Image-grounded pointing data
----

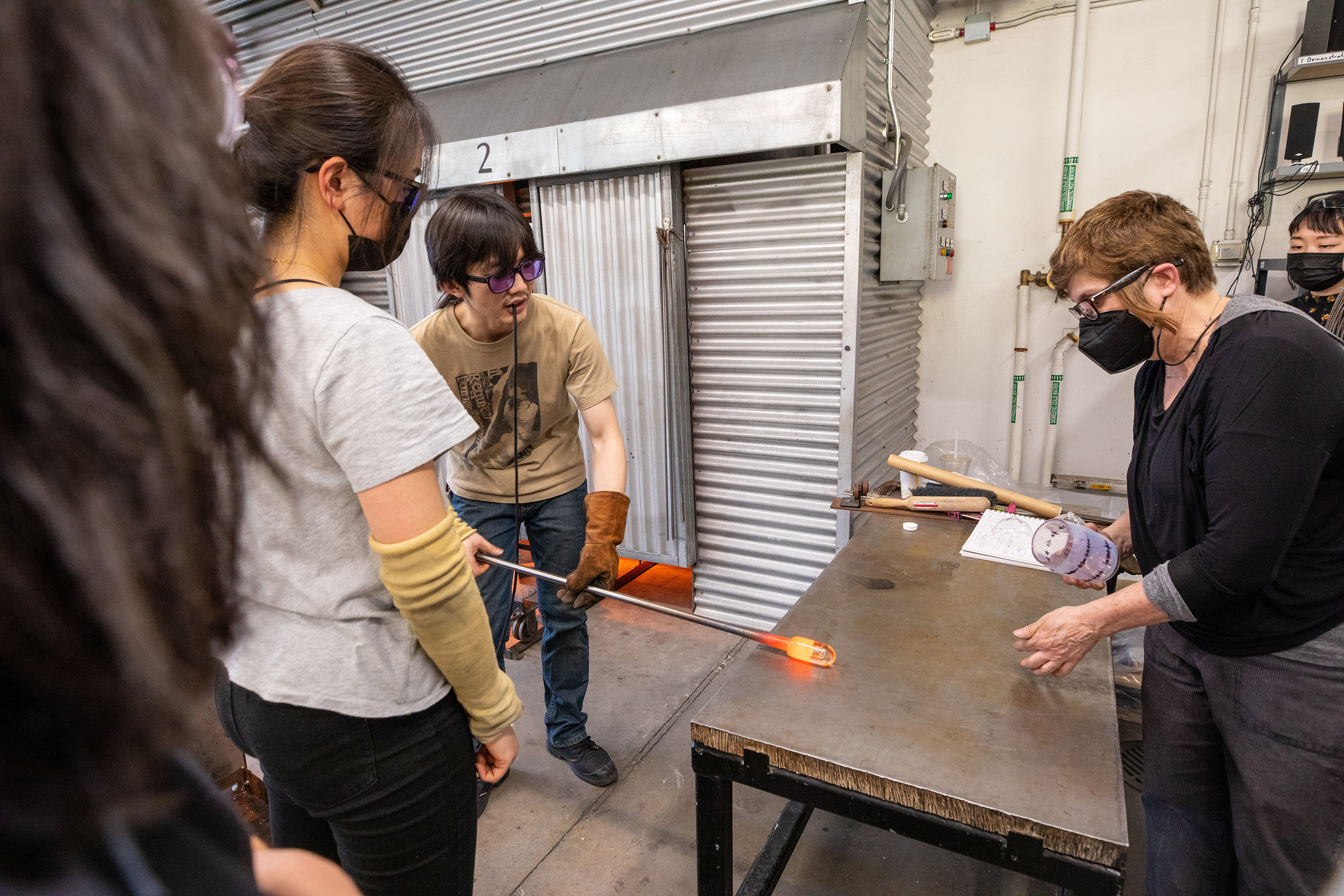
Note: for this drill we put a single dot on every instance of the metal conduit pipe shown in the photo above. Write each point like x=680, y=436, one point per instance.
x=1236, y=187
x=1019, y=375
x=1074, y=121
x=1057, y=381
x=1206, y=167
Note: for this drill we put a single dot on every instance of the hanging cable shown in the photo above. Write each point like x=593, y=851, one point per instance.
x=1256, y=204
x=897, y=191
x=891, y=50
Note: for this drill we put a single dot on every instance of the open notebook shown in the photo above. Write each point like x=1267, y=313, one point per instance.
x=1003, y=538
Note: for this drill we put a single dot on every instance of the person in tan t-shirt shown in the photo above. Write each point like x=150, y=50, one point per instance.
x=525, y=463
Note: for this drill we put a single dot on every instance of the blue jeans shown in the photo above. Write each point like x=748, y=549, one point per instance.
x=555, y=531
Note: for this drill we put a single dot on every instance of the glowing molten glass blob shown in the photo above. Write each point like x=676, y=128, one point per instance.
x=810, y=651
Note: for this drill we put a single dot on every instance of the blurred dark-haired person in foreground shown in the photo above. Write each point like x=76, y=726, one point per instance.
x=132, y=359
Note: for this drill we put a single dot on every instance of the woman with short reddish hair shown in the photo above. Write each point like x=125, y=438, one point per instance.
x=1236, y=488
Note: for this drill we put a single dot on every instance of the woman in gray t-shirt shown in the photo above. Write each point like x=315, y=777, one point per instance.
x=365, y=664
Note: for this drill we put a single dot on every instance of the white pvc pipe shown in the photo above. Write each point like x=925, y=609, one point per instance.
x=891, y=68
x=1057, y=381
x=1236, y=187
x=1074, y=119
x=1019, y=382
x=1206, y=168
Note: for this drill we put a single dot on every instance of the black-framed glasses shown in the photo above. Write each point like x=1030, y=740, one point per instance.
x=410, y=199
x=502, y=281
x=1088, y=307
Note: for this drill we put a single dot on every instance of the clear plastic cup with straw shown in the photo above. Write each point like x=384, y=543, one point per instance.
x=955, y=461
x=1076, y=551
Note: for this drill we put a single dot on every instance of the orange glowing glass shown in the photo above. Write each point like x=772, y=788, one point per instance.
x=800, y=648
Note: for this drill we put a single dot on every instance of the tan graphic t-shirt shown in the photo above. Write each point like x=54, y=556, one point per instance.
x=562, y=370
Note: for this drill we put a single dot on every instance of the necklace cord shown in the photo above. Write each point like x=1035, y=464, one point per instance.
x=1198, y=340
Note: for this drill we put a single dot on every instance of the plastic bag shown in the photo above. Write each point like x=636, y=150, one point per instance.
x=985, y=469
x=1127, y=657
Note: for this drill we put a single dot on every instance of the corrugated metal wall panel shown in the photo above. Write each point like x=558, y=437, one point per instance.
x=414, y=292
x=765, y=277
x=602, y=258
x=889, y=313
x=910, y=84
x=443, y=42
x=370, y=285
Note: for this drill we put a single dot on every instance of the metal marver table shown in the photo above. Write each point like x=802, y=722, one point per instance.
x=925, y=726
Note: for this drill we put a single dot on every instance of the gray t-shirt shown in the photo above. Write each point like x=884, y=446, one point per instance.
x=355, y=404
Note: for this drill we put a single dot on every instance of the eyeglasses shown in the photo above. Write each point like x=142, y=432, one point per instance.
x=1334, y=199
x=502, y=281
x=410, y=198
x=1088, y=307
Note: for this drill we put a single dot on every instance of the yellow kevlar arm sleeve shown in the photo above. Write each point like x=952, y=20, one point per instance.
x=432, y=585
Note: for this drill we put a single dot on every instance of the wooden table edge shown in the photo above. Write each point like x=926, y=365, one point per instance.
x=990, y=820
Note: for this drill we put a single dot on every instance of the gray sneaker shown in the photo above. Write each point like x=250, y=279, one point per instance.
x=589, y=762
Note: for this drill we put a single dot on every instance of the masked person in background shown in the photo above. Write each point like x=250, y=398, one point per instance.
x=484, y=260
x=1316, y=260
x=132, y=359
x=1236, y=487
x=365, y=665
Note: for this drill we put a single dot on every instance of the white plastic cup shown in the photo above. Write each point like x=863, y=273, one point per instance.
x=1074, y=550
x=909, y=481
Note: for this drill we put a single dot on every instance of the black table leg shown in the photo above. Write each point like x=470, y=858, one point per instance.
x=714, y=836
x=779, y=847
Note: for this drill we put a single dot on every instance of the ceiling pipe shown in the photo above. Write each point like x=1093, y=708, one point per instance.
x=1057, y=381
x=1074, y=120
x=1236, y=187
x=1206, y=167
x=1019, y=375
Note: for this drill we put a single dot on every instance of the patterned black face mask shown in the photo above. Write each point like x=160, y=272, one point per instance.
x=1116, y=340
x=1315, y=272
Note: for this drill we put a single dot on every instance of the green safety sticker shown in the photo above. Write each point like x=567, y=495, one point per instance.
x=1066, y=190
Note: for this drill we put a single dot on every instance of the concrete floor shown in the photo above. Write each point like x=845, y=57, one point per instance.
x=548, y=833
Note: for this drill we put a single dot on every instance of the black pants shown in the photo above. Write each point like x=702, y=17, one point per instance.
x=1244, y=772
x=392, y=800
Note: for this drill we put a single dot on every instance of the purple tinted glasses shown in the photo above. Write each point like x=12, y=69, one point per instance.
x=503, y=281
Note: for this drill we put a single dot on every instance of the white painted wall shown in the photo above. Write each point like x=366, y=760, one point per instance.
x=999, y=124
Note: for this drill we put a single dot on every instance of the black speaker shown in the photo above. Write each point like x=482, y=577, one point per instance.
x=1301, y=131
x=1323, y=31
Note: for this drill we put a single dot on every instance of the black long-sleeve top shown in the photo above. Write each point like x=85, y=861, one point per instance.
x=1238, y=487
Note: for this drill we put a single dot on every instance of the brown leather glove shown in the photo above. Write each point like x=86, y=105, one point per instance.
x=599, y=563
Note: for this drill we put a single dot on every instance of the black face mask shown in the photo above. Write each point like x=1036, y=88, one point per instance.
x=370, y=254
x=1315, y=272
x=1116, y=340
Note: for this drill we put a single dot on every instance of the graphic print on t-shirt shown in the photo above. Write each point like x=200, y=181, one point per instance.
x=488, y=397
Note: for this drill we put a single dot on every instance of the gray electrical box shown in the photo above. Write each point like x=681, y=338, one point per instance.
x=923, y=246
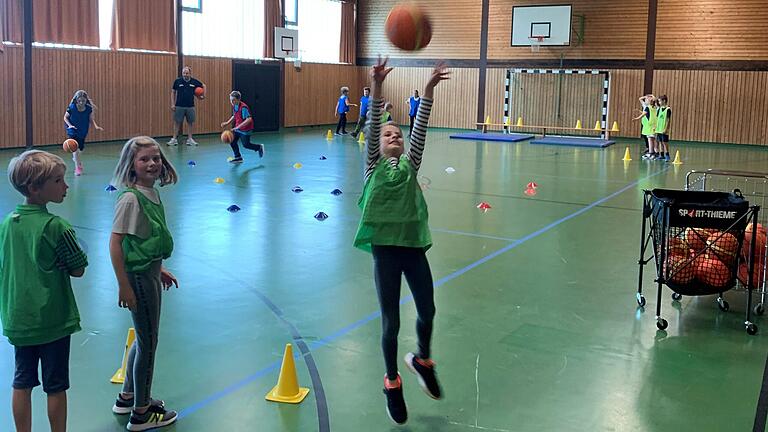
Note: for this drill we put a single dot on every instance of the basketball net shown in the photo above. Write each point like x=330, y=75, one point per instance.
x=536, y=43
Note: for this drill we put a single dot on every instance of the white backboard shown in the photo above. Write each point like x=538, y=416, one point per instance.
x=286, y=43
x=553, y=23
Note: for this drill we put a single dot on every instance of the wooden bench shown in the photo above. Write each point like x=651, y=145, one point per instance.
x=543, y=129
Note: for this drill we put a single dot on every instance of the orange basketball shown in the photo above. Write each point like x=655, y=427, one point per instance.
x=712, y=271
x=725, y=246
x=680, y=270
x=70, y=145
x=408, y=27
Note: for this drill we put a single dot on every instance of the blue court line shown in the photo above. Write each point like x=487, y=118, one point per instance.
x=471, y=234
x=365, y=320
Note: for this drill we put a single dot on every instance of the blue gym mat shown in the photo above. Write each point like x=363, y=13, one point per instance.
x=576, y=142
x=479, y=136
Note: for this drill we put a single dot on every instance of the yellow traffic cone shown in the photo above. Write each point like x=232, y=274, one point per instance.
x=119, y=376
x=287, y=389
x=677, y=160
x=626, y=158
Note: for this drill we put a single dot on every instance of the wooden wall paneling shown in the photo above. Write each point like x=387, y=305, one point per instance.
x=601, y=39
x=455, y=29
x=455, y=99
x=216, y=73
x=12, y=120
x=712, y=30
x=312, y=92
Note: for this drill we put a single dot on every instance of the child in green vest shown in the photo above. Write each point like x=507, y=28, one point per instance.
x=662, y=126
x=139, y=243
x=38, y=254
x=393, y=227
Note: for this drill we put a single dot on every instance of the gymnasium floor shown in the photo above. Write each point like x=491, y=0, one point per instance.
x=537, y=327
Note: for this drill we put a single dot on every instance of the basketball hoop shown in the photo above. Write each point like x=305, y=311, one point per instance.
x=536, y=43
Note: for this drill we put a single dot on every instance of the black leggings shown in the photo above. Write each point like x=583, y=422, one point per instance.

----

*Task*: Beginning with the line that contains "y=28, one point per instance.", set down every line through the end of the data without change.

*Output of the exercise*:
Note: for this drill we put a single dot on every instance of the child in green vest shown in the photo above. Write each point like x=507, y=28, one point per instance.
x=662, y=126
x=139, y=243
x=38, y=254
x=393, y=227
Note: for this drill we put a single dot on every instance of the gymnasium floor shown in the photo above. Write each point like x=491, y=0, one point per instance.
x=537, y=327
Note: for this drill we put a single dot on every instance of the basketball hoop shown in the photo above. Write each point like x=305, y=311, one point per instance.
x=536, y=43
Note: for this drill we put a single dot on every instance of the black leggings shown in the photo above. Write each point like x=583, y=422, one point per instance.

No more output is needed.